→ DATASET RECORDS:
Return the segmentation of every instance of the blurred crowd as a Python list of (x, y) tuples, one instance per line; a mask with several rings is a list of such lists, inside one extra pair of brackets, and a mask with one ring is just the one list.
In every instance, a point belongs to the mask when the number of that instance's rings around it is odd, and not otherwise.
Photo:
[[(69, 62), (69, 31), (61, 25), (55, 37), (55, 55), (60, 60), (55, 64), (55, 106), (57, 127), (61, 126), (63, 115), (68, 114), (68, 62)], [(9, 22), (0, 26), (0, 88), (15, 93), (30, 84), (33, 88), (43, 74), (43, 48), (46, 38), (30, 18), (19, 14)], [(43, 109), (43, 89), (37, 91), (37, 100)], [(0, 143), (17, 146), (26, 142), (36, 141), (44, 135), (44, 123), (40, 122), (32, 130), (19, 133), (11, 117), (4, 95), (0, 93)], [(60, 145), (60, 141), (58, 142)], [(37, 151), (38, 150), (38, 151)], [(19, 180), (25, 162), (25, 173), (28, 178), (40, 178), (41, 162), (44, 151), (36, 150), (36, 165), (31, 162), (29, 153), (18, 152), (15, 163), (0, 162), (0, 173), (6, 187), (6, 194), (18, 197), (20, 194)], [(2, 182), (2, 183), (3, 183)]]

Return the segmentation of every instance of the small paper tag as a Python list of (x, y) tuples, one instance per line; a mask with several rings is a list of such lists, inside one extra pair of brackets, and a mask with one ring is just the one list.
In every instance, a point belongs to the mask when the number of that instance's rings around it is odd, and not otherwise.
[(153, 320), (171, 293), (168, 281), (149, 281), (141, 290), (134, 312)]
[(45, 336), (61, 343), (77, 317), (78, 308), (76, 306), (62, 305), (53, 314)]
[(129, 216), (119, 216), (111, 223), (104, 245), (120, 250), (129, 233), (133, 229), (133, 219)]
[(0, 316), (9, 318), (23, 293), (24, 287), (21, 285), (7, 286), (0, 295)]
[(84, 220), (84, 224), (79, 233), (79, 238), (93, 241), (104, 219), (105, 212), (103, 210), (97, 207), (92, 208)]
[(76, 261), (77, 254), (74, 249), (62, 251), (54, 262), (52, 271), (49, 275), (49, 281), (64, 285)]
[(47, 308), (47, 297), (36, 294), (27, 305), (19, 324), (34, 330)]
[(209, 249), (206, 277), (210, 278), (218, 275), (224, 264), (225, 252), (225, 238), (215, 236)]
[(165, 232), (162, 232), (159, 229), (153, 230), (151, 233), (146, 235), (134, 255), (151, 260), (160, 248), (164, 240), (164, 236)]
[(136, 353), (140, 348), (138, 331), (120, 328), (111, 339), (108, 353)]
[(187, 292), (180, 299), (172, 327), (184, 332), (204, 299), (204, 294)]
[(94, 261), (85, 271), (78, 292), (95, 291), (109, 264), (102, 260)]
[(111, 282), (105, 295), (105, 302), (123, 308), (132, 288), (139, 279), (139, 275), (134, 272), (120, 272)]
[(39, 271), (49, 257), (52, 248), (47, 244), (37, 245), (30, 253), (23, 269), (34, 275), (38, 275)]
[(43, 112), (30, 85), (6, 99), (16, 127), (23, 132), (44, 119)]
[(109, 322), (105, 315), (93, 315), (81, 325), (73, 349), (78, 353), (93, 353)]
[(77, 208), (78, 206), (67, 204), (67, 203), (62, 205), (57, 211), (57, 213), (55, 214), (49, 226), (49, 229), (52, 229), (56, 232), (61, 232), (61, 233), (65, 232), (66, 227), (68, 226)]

→ TASK PROMPT:
Whichever lines of the material hold the word "such", find and copy them.

→ TASK ANSWER:
Return the segmentation of every instance of the blurred crowd as a Python list of (x, y) tuples, one instance per line; a mask with several rings is a list of such lists, inside one extra pair of brackets, and a mask with one ring is just the one list.
Return the segmentation of every instance of the small paper tag as a Python list of (x, y) tuples, one instance per line; a mask with several rings is a list of such lists, inside one extra pair of brackets, and a mask with one ring is just the one list.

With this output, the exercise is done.